> **Text provided**
* START *
First, let’s have a look at the visionary of software security practicality that is Michael Howard as he characterizes the goal of Microsoft’s SDL, "Reduce the number of vulnerabilities and reduce the severity of the bugs you miss." Therein lies the rub. Perfectly secure code is a fantasy. We all know this, but we also know that what is missed is the problem we deal with most often, unpatched vulnerabilities and zero-days. Even welcome innovations such as Address Space Layout Randomization (ASLR) and Data Execution Prevention (DEP) only seem to slow the inevitable, making exploitation somewhat harder, but not stopping it entirely. Unless the battlefield itself is changed, no matter what is tried, getting hacked will always come down to just one application vulnerability. ONE. That’s where sandboxes come in.

A sandbox is an isolated zone designed to run applications in a confined execution area where sensitive functions can be tightly controlled, if not outright prohibited. Any installation, modification, or deletion of files and/or system information is restricted. The Unix crowd will be familiar with chroot jails. This is the same basic concept. From a software security standpoint, sandboxes provide a much smaller code base to get right. Better yet, realizing the security benefits of sandboxes requires no decision-making on the user’s behalf. The protections are invisible.

Suppose you are tasked with securing a long-established and widely-used application with millions of lines of insanely complicated code that’s deployed in a hostile environment. You know, like an operating system, document reader, Web browser or a plug-in. Any of these applications contain a complex supply chain of software, cross-pollinated code, and legacy components created long before security was a business requirement or anyone knew of today’s class of attacks. Explicitly or intuitively you know vulnerabilities exist and the development team is doing its best to eliminate them, but time and resources are scarce. In the meantime, the product must ship. What then do you do? Place the application in a sandbox to protect it when and if it comes under attack.

That’s precisely what Google did with Chrome, and recently again with the Flash plugin, and what Adobe did with their PDF Reader. The idea is the attacker would first need to exploit the application itself, bypass whatever anti-exploitation defenses would be in place, then escape the sandbox. That’s at least two bugs to exploit rather than just one. The second bug, to exploit the sandbox, obviously being much harder than the first. In the case of Chrome, you must pop the WebKit HTML renderer or some other core browser component and then escape the encapsulating sandbox. The same with Adobe PDF reader. Pop the parser, then escape the sandbox. Again, two bugs, not just one. To reiterate, this is this not say breaking out of a sandbox environment is impossible as elegantly illustrated by Immunity's Cloudburst video demo.
* END *
> **Raw data**
* START *
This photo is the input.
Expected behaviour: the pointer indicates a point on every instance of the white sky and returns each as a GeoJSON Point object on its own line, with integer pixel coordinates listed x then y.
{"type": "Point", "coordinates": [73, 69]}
* END *
From the text on sandboxes, list the kinds of applications it names as resembling a long-established, widely used application with millions of lines of complicated code.

> **Exercise output**
- Operating system
- Document reader
- Web browser
- Plug-in